• _Exercise instructions_
**A)** Translate this sentence from the reflection on "Good Country People" into Spanish: "Manley is taken to be genuine and innocent because of where he is from, how he looks, and what he does."
**B)** Express everything in the entries from the line containing "Find every instance of the oven door window" down to the line containing "<point>103,263</point>", both included, as a JSON list of strings with one string per line and blank lines omitted.

• _Given text_
From my initial reading, the first few things I noticed were the tag names. Half way through the American literature course, I am glad I am able to figure out tag names - Mrs. Hopewell and Freeman, instead of being oblivious to them, although I may still fail to fully comprehend the meaning.
I read the story twice to fully understand the theme behind it. On the surface it just seemed like a story about how Manley stole the girl’s wooden leg, but deep down, it wasn’t as simple as it seemed. I think Hulga’s wooden leg was not just a physical condition, but a deeper symbol throughout the story. Hulga’s artificial leg, which she is "as sensitive about as a peacock about his tail" is a symbol about her pride and faith, and she is completely dependent upon it.
I think the short story speaks of the need to be not so dependable on anything, and not trust anyone so easily. Manley is taken to be genuine and innocent because of where he is from, how he looks, and what he does. In the end, he turns out to be deceptive, something I would have never even imagined from the descriptions given in the beginning.
Like a famous saying goes, don’t judge the book by its cover, Manley should not have been judged by his outward demeanor. The story depicts the weakness of the human mind, and its urge to judge a person based on limited facts and outwardly demeanor.

March 14 (Flannery O’Connor– Good Country People)

By the end of the story, I realize that the title of the story – “Good country people” is in fact an ironic title, based on the climax of the story and hence, the story itself is the total opposite of the preconceived notions one would had about the story based on the title.

[Object position labeling entries]
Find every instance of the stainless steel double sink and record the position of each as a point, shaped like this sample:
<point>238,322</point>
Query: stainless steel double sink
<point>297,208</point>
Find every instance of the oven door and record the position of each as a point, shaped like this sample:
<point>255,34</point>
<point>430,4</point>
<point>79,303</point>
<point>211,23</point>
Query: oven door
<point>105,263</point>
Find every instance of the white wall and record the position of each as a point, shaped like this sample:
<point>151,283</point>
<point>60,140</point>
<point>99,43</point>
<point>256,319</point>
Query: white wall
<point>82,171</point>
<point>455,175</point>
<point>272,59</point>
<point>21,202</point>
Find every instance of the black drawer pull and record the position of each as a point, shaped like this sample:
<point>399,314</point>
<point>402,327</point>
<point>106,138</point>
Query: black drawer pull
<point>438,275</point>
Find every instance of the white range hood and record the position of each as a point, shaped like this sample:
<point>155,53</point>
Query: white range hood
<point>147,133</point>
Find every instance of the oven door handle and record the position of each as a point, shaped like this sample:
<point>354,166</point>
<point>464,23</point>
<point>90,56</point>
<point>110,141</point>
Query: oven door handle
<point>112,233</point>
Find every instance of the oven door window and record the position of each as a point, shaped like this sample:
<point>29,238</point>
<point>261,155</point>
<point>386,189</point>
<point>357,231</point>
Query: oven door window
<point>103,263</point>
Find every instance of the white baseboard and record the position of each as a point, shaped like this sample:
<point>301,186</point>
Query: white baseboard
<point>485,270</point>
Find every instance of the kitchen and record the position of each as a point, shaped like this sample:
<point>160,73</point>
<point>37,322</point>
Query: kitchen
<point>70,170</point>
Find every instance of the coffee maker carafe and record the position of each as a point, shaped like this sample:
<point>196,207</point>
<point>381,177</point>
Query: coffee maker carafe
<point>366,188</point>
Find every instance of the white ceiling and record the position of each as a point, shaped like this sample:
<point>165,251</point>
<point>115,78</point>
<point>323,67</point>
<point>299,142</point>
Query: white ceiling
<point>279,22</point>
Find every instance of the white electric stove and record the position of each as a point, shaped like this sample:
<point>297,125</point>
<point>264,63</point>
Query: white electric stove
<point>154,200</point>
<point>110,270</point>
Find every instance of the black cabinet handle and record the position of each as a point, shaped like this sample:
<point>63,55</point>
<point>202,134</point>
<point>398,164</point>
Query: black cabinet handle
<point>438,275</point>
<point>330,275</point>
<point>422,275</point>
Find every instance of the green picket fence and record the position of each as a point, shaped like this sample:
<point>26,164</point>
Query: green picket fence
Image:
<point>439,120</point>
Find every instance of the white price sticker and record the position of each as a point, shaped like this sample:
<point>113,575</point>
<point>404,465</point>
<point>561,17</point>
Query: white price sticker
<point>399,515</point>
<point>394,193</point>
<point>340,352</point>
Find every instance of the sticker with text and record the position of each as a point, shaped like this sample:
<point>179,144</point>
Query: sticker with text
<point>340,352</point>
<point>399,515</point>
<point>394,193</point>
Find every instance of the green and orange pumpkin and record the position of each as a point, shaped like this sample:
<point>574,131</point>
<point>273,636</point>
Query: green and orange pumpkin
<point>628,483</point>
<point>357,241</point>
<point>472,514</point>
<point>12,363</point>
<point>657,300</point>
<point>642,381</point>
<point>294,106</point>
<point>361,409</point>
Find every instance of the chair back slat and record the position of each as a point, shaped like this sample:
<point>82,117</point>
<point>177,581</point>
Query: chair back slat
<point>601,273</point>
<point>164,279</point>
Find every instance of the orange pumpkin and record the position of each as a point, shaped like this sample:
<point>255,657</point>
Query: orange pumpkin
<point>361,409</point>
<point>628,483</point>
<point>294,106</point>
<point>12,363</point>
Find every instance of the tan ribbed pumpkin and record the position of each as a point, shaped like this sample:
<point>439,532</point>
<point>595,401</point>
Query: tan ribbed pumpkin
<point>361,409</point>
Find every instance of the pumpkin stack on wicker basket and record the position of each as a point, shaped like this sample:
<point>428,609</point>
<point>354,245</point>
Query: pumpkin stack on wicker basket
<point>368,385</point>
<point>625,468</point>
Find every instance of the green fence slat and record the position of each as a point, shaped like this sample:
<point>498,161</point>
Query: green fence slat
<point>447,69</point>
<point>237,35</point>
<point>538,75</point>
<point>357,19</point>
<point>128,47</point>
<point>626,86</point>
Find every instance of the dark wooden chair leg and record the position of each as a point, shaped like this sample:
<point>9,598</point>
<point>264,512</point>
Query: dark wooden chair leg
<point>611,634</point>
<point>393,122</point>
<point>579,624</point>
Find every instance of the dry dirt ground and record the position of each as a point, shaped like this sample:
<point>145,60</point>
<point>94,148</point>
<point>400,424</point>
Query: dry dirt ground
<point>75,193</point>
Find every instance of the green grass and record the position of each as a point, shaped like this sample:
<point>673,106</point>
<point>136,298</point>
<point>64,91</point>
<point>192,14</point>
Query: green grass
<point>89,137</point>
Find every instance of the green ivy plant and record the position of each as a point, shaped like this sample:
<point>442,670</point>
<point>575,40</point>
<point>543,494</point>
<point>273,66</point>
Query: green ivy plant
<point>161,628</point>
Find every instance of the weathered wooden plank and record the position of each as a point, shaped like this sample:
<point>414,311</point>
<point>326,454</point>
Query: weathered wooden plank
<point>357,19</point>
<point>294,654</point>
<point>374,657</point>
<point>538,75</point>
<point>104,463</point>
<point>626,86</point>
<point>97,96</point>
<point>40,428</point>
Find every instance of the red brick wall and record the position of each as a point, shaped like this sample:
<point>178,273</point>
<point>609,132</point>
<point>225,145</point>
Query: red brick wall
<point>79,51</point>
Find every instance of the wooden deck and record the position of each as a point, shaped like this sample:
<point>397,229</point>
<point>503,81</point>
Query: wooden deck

• _Solutions to the exercise_
**A)** Se considera que Manley es genuino e inocente por el lugar de donde viene, por su aspecto y por lo que hace.

**B)**
[
  "Find every instance of the oven door window and record the position of each as a point, shaped like this sample:",
  "<point>29,238</point>",
  "<point>261,155</point>",
  "<point>386,189</point>",
  "<point>357,231</point>",
  "Query: oven door window",
  "<point>103,263</point>"
]